== TEXTO ==
----

Si existe algo de lo que no sabe Álex Pina, creador y productor de "La casa de papel", es de la economía de recursos. Desde el comienzo, esta serie se planteó como un cóctel de nitroglicerina: tiros, violencia extrema, multitud de personajes (buenos y malos), plot twists y efectismos en el peor sentido del término. Pero desde que la adquirió Netflix, en la temporada 3, estos vicios aumentaron, hasta entregarnos el viernes pasado, en su cuarta entrega, la peor versión de sí misma.
Ya en su temporada pasada, dejó a más de 34 millones de usuarios sin aliento, porque había terminado en el climax de esta segunda historia, en la que la banda atraca el Banco de España (y a la que se había sumado Rodrigo de la Serna a los ladrones). Todo lo que podía salir mal, salió mal. Y cuando nos encontrábamos ante un atisbo de resolución narrativa, terminó, dejándonos fríos.
Este es el "caos" al que Pina aludió reiteradas veces promocionando esta temporada, que no es otra cosa que una historia que arranca en su climax. "'La casa de papel' es una serie que se basa en la inestabilidad", lanzó en una reciente entrevista a diario La Nación.
Pero la cuestión central es otra. Quienes compraron la fórmula de "La casa de papel" desde el inicio, ¿hasta cuándo seguirán ahí, sin sentirse manipulados o estafados?

----

== EXTRACTOS DE DATOS ==
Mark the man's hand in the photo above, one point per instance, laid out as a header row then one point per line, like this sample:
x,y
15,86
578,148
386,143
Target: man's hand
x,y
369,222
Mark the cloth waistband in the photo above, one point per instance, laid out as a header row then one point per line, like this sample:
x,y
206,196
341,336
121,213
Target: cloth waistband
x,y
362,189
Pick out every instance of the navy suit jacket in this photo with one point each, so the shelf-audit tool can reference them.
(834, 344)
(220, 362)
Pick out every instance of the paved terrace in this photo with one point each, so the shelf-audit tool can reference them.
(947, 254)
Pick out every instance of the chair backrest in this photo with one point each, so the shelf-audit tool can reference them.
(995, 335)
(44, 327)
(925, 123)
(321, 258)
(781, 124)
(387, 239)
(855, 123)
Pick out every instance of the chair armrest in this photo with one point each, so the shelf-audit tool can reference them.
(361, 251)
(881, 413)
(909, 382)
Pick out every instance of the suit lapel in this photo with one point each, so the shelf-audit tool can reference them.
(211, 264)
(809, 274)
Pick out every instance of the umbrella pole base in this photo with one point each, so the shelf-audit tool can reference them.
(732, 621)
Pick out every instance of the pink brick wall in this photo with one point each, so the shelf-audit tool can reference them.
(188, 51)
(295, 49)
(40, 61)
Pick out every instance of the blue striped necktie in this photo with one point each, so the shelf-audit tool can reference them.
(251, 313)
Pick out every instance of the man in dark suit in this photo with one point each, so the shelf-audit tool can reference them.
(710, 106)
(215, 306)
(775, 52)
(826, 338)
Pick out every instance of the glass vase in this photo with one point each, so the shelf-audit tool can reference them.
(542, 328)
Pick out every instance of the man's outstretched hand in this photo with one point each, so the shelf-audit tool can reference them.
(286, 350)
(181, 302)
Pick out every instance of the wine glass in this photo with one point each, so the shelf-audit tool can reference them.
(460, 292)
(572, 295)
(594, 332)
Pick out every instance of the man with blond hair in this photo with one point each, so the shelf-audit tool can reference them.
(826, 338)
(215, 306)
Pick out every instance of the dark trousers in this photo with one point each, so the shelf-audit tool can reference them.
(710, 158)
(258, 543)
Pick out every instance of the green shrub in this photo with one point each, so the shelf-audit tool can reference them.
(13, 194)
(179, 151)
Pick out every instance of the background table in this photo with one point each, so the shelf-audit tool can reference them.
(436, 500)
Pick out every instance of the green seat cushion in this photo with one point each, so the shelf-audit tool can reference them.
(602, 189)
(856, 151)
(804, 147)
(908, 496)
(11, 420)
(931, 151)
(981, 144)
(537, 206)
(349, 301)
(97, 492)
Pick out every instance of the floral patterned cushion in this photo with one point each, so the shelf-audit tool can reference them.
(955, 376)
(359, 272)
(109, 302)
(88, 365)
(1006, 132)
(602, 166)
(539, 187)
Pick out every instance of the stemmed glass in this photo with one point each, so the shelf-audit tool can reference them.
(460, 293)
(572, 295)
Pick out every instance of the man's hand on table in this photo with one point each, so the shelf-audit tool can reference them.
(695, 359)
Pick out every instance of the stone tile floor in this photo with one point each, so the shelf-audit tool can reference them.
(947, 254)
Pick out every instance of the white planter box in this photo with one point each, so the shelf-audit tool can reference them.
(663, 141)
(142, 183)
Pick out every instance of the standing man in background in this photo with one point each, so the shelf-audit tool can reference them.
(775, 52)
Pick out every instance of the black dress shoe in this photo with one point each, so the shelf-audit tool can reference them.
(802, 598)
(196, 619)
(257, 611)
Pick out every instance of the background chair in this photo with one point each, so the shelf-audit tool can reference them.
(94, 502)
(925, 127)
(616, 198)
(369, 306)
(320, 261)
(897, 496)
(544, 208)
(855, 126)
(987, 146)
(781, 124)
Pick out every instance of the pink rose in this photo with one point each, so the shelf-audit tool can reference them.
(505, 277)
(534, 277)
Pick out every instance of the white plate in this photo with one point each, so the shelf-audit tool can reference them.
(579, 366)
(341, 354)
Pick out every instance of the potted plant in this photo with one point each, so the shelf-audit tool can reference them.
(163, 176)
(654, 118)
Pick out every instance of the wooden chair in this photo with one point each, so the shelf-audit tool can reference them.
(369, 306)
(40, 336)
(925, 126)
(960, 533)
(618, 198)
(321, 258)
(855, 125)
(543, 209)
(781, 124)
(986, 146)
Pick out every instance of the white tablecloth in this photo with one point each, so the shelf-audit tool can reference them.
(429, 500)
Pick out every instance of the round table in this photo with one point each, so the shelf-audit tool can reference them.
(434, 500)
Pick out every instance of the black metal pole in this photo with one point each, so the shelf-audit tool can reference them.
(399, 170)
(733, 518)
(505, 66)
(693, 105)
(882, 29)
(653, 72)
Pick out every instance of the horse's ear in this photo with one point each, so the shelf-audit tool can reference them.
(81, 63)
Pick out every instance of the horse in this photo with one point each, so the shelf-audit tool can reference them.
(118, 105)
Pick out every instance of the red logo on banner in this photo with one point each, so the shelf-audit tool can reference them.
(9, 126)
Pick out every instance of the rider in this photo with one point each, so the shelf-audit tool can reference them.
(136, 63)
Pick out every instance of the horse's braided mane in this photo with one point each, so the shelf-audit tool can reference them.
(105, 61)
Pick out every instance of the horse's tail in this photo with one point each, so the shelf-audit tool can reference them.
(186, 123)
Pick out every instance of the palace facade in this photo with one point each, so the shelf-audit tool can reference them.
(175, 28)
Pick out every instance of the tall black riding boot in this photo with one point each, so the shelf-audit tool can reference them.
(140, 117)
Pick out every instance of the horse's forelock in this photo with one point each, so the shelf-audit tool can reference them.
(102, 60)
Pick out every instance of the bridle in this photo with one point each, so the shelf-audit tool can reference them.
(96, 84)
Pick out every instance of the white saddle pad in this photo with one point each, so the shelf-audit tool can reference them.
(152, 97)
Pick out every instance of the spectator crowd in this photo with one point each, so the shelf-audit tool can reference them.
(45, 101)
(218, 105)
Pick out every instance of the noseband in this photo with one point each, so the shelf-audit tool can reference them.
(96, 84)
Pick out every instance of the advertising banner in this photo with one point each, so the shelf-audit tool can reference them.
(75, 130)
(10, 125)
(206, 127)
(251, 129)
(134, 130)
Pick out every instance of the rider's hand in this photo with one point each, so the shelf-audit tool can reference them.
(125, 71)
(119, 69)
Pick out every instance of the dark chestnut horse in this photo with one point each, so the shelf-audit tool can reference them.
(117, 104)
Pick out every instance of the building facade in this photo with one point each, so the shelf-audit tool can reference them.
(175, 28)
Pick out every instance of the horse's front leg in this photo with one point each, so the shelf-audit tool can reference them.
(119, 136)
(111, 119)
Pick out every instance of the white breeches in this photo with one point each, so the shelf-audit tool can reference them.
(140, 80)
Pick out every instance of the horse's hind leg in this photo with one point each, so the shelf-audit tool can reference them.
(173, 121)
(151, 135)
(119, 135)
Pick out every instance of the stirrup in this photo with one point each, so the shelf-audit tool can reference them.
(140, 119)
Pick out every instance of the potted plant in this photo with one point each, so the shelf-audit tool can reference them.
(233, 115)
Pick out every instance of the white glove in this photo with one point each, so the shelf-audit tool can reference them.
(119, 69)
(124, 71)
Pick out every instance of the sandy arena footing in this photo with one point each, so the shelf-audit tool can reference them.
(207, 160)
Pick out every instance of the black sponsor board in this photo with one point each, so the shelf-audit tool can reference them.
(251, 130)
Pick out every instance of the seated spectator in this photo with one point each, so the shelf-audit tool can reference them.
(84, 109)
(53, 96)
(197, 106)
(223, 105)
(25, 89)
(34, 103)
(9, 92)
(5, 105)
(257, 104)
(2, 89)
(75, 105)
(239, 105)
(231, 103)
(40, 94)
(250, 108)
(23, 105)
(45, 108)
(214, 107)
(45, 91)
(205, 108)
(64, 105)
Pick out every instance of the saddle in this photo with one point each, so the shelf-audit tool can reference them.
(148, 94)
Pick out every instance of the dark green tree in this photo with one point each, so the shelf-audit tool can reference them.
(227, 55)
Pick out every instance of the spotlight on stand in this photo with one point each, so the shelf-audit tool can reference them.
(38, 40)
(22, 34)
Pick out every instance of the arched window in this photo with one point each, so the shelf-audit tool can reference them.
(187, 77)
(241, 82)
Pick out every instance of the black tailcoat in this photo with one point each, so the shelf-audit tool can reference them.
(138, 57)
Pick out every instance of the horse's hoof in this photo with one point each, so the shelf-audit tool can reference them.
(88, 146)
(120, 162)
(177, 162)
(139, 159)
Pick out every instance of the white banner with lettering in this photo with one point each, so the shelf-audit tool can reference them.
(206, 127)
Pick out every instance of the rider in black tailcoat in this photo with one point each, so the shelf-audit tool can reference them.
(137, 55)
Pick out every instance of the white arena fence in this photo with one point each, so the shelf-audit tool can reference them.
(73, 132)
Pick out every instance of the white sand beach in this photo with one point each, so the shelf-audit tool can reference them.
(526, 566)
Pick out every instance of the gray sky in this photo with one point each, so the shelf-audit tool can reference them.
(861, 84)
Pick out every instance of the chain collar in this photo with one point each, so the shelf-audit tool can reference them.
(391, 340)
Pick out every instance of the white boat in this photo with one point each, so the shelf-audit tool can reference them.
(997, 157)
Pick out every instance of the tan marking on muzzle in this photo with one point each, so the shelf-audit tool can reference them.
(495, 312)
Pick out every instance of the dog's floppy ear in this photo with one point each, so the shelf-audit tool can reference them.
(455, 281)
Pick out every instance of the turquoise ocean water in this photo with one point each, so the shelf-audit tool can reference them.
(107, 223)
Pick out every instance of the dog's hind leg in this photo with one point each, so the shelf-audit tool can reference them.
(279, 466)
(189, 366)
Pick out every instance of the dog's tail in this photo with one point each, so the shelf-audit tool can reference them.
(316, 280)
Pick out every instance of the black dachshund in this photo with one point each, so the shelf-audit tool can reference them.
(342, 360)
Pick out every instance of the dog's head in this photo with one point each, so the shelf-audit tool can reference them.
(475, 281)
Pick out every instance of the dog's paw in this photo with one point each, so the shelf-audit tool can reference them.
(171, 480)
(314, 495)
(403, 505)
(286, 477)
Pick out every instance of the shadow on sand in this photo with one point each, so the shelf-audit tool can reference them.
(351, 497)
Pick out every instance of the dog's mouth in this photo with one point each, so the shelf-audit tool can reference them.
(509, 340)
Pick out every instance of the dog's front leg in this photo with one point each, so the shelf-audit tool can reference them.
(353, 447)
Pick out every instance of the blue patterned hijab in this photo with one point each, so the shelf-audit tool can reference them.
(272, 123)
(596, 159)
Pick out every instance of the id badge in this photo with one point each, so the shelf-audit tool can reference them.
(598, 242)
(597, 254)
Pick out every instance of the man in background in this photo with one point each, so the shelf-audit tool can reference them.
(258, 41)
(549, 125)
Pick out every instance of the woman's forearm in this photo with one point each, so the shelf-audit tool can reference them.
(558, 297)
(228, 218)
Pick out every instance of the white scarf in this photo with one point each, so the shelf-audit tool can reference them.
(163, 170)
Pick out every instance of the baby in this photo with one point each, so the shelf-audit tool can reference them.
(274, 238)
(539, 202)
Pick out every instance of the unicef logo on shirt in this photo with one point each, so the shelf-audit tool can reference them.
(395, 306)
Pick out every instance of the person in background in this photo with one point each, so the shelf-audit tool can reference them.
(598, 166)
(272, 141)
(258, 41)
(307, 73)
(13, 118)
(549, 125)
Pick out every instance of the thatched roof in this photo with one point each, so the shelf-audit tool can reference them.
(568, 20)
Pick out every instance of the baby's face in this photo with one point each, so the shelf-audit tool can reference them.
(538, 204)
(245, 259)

----

== CONSIGNA 1 ==
Resume en dos oraciones el texto sobre «La casa de papel».
== CONSIGNA 2 ==
Prolonga el texto sobre «La casa de papel» a partir de su última oración.

== RESPUESTA ESPERADA 1 ==
La serie de Álex Pina se planteó desde el comienzo como un cóctel de tiros, violencia extrema, muchos personajes y giros efectistas. Desde que Netflix la adquirió en la temporada 3, esos vicios aumentaron hasta dar en la cuarta entrega su peor versión, una historia que arranca en su clímax, y queda la duda de hasta cuándo seguirán sus seguidores sin sentirse manipulados o estafados.

== RESPUESTA ESPERADA 2 ==
Si desde el principio se notaba la inercia de Pina a estirar como chicle la historia, ahora, en una plataforma que gana plata por las horas de atención que logra de sus usuarios, esa inercia recrudece hasta límites insoportables. Los productores deberán engrasar el mecanismo, para no hundirse en su propio efecto.
Aún se esperan los “números” de esta temporada, para saber su seguirá siendo el producto en habla no inglesa más elegido de la Gran N.
Sin ánimo de spoilear, el espectador que se anime a estos últimos ocho episodios tendrá -sí- las dosis de adrenalina prometidos, pero no mucho más.
Es que fue renovada para otras dos entregas (la quinta iba a empezar a filmarse este año pero el coronavirus alteró todo). Esto quiere decir que, si los guionistas ya abusaban de sus vicios, como los cabos sueltos, imagínense ahora. El lector asume el riesgo.